> _EXTRACTED DATA_:
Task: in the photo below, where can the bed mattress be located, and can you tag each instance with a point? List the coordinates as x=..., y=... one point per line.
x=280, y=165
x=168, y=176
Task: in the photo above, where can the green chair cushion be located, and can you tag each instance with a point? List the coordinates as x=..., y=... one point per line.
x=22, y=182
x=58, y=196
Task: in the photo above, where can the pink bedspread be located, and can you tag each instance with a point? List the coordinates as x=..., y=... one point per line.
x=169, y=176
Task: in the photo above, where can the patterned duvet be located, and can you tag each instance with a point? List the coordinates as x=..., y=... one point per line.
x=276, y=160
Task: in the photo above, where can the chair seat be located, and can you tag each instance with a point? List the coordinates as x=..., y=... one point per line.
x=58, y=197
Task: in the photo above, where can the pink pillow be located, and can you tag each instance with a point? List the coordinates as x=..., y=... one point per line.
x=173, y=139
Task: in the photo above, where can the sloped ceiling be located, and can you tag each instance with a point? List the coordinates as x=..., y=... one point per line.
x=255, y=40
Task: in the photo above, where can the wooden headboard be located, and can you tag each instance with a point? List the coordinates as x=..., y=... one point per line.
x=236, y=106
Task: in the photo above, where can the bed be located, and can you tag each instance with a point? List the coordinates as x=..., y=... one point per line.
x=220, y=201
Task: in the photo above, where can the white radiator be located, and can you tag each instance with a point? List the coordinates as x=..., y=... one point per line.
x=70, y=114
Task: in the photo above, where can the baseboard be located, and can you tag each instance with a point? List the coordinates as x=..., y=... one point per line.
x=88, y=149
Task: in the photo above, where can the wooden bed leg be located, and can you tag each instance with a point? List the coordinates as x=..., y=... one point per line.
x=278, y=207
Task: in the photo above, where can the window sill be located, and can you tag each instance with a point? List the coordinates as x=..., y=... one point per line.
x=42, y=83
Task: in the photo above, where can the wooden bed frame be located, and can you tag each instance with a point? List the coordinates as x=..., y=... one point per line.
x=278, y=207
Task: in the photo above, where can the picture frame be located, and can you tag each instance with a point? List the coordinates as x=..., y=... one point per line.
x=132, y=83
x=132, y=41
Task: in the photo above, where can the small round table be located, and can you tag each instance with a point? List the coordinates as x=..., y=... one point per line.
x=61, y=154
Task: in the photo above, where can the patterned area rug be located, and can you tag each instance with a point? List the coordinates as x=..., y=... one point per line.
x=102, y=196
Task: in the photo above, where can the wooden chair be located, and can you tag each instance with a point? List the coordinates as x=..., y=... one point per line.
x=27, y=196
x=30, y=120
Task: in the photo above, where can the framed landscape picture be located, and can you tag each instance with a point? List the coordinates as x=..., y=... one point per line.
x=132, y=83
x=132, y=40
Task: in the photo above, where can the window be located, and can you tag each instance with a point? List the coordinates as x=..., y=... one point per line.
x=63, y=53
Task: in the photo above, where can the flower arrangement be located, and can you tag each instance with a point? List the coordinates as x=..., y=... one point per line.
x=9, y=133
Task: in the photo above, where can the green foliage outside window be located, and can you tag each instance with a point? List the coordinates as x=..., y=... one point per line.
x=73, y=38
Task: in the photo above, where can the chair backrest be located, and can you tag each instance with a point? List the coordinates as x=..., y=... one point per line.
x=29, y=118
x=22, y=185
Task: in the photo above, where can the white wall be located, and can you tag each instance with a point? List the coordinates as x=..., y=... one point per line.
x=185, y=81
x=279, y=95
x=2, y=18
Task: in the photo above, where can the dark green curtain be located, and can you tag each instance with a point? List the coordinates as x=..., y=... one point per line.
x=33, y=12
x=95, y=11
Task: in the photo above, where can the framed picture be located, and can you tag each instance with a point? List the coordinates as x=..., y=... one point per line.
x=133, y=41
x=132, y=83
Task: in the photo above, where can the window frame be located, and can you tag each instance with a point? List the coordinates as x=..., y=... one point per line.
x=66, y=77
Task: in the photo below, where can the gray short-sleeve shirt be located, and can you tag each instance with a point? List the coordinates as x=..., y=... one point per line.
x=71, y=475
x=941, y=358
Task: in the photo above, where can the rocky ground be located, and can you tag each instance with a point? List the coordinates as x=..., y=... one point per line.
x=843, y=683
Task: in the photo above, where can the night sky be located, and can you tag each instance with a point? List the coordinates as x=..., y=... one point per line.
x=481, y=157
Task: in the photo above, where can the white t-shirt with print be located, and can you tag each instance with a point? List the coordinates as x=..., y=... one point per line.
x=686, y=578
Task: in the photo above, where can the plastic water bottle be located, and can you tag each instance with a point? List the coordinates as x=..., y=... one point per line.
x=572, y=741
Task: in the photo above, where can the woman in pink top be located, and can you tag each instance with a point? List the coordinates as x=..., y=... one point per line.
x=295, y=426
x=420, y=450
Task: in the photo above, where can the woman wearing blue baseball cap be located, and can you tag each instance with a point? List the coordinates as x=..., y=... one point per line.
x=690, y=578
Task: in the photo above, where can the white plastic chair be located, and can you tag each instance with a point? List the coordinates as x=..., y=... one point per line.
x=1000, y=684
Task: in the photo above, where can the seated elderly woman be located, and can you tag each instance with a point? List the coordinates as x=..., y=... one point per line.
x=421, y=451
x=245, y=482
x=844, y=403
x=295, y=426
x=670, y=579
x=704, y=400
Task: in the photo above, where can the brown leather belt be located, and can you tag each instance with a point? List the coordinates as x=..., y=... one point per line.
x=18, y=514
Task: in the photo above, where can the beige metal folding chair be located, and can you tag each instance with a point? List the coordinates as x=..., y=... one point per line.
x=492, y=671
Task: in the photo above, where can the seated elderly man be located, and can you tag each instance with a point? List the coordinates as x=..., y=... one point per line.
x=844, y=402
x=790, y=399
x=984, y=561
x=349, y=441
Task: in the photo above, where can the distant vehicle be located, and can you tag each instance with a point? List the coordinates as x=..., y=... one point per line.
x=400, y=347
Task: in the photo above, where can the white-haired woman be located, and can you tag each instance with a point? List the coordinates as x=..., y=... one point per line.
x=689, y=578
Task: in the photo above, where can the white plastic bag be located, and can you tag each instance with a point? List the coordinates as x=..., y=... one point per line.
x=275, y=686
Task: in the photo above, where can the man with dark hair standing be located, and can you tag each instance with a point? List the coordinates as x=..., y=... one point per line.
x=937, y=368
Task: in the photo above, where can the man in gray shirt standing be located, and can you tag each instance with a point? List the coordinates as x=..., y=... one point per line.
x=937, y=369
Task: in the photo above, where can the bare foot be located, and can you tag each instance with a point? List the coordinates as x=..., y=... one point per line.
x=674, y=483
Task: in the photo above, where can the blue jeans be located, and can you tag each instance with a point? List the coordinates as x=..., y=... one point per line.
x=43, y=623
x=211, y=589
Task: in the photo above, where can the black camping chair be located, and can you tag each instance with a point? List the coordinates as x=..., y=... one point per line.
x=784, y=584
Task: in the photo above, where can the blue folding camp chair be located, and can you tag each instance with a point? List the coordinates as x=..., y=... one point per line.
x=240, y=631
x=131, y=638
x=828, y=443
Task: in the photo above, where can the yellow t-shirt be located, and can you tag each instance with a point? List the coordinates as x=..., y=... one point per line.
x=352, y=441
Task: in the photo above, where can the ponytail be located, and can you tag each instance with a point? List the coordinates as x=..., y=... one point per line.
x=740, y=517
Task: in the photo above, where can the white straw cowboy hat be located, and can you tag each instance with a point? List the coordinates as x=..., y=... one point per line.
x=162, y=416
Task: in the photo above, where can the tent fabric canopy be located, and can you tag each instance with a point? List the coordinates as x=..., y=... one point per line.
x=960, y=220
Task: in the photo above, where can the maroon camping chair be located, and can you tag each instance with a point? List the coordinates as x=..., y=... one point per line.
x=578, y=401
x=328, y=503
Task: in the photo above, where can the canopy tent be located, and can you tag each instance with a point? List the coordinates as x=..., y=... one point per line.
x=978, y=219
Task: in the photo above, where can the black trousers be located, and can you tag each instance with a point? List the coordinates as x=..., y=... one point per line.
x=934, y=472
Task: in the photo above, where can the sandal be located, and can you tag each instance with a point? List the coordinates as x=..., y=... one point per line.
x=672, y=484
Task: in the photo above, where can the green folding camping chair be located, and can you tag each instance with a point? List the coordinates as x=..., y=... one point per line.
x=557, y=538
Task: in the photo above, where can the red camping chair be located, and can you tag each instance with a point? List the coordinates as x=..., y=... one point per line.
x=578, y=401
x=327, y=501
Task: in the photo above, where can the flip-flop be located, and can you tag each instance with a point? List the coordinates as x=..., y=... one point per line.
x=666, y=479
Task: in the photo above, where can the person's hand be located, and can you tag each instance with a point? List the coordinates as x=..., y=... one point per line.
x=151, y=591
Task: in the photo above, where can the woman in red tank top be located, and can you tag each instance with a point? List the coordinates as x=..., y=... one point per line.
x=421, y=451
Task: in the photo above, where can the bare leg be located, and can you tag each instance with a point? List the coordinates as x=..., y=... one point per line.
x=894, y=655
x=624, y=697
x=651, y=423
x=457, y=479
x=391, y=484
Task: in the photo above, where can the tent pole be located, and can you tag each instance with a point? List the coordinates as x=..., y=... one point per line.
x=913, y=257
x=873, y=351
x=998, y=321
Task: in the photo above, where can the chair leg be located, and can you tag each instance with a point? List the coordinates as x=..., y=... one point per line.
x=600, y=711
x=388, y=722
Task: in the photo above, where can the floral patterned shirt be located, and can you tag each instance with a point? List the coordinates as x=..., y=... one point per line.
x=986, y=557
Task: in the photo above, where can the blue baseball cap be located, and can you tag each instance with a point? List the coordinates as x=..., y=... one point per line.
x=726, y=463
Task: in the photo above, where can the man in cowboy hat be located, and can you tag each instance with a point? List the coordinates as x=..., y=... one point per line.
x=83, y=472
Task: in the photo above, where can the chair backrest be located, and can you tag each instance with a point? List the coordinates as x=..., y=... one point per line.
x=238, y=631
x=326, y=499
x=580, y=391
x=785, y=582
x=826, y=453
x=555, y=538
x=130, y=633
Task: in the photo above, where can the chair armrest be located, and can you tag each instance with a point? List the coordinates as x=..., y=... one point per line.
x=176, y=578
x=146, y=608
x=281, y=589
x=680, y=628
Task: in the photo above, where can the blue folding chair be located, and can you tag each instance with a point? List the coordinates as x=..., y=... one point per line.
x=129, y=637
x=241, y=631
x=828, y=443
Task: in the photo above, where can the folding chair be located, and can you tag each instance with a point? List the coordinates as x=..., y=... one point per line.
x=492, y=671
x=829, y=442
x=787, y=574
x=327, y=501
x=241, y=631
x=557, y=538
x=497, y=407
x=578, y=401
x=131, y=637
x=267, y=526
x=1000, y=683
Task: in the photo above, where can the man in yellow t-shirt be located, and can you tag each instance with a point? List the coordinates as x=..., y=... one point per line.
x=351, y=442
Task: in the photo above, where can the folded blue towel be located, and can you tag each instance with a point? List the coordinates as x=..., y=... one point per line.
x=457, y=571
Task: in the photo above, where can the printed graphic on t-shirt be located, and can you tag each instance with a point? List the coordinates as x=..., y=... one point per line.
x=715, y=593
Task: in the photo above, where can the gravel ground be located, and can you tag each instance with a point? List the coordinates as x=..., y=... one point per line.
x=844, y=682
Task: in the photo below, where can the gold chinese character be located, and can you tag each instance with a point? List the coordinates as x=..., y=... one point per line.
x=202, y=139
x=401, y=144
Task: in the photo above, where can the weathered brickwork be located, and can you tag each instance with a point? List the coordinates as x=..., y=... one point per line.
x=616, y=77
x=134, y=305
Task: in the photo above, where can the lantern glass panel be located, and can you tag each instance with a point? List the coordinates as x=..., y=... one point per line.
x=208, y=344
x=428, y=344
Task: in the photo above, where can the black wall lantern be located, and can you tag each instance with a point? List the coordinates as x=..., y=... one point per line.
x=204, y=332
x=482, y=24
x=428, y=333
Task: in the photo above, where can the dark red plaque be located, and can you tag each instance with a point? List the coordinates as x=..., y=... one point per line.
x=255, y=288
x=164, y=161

> _WHAT YOU ARE ASKED TO DO_: Copy out the lines above word for word, beginning with the line that contains "Task: in the photo above, where can the woman in pink" and ending with the line that contains "x=704, y=400", both included.

> _ANSWER IN FULL_:
Task: in the photo above, where can the woman in pink top be located, and can you tag each instance with a point? List the coordinates as x=..., y=... one point per line.
x=295, y=426
x=420, y=450
Task: in the photo above, where can the woman wearing blue baseball cap be located, and can you tag each instance with a point? List the coordinates as x=..., y=... one point per line.
x=690, y=578
Task: in the photo above, where can the white plastic chair be located, and can you tag each instance with a point? List the coordinates as x=..., y=... one point per line.
x=1000, y=684
Task: in the photo above, where can the seated elderly woman be located, and can you tag each instance with a point? List the coordinates as x=..., y=... one point per line.
x=421, y=451
x=245, y=482
x=844, y=403
x=295, y=426
x=670, y=579
x=704, y=400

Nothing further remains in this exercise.